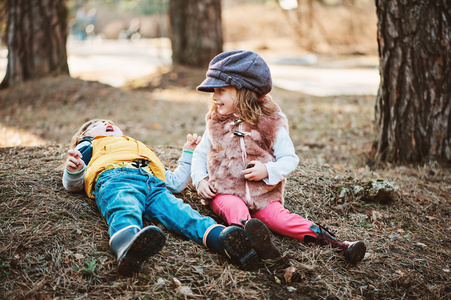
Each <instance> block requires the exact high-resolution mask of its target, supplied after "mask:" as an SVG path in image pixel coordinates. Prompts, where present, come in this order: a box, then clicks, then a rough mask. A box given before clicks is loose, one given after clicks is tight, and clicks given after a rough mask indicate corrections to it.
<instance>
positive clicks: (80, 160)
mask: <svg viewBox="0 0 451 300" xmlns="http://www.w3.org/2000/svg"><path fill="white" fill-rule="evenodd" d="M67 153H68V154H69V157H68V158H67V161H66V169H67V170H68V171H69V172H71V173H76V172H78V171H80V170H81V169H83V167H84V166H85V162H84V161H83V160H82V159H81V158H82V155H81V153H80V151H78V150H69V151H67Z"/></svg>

- - -

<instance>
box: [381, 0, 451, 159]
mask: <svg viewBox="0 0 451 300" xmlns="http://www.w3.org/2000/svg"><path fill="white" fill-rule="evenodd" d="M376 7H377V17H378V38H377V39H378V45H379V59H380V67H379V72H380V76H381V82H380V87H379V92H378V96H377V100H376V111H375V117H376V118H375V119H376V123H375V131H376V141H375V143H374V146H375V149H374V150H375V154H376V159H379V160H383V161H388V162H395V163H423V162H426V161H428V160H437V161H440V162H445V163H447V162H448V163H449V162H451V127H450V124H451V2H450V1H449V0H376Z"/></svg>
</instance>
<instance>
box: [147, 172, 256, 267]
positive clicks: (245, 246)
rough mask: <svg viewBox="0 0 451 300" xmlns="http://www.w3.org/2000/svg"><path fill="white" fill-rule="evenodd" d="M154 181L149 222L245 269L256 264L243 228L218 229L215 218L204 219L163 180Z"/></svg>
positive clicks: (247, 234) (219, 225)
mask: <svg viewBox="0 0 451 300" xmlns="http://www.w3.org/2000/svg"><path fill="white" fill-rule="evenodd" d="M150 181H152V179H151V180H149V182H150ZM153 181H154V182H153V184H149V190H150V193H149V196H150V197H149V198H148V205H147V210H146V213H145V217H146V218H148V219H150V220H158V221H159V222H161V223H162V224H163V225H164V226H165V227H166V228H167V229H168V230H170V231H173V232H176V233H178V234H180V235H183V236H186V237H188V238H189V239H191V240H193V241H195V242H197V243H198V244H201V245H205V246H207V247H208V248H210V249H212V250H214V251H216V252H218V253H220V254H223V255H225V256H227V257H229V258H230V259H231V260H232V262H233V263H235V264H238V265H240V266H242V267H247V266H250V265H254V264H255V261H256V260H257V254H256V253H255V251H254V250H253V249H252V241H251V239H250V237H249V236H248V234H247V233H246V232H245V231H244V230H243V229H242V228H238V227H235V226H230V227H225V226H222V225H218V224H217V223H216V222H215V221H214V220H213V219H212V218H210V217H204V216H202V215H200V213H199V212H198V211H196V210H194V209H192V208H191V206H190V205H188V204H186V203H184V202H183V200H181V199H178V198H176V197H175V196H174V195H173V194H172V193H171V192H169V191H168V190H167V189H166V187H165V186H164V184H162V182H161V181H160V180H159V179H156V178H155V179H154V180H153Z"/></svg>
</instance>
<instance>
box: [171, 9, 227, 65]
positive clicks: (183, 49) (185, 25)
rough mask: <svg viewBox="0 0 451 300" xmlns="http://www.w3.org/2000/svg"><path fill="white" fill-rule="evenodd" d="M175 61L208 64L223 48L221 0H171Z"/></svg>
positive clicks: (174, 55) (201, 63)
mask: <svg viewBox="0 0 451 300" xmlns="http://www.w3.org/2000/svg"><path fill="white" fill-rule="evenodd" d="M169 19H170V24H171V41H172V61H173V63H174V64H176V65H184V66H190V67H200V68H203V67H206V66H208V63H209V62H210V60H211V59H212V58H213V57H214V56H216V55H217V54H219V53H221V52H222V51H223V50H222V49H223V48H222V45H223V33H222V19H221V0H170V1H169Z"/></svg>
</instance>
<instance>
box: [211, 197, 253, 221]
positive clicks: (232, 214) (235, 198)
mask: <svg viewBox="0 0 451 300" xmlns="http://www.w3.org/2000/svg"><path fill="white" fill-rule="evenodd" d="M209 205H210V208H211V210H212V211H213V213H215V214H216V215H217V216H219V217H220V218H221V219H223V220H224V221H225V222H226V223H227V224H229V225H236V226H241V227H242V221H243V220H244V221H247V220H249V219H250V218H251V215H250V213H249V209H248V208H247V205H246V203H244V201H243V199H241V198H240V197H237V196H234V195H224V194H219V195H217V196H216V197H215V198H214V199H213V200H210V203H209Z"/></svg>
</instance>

- - -

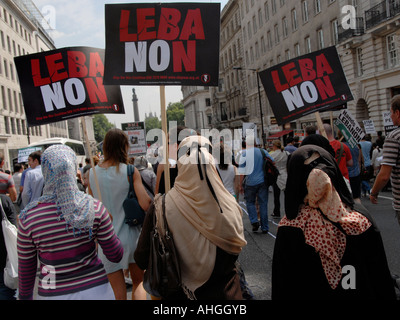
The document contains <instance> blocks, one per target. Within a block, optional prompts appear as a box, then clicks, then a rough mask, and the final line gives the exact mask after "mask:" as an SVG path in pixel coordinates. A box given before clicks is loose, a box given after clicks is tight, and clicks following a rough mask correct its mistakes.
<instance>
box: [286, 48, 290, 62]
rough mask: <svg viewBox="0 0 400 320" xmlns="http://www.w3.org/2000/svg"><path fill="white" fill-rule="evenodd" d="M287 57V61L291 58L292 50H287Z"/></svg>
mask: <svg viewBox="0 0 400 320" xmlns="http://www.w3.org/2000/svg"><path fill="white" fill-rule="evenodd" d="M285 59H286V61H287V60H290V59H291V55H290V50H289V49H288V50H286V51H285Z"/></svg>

- - -

▸ Task directions
Show every line of the listing that contains the string "pixel", treating uppercase and lowercase as different.

▸ Answer area
Each <instance> block requires the exact high-resolution mask of its target, supplied after "mask:" as an SVG path in image pixel coordinates. Prompts, where present, come in this order: a box, then clicks, then a rough mask. A box given before clicks is loose, one given after clicks is tight, and clicks given after a rough mask indicate corrections to it.
The document contains <instance> blocks, one per target. Within a block, optional prompts appear as a box, then clicks, then a rough mask, and the final line gives the exact mask after "mask:" as an SVG path in pixel coordinates. A box given before clicks is loose, a box given after clicks is tight, and clicks following a rough mask correct its mistakes.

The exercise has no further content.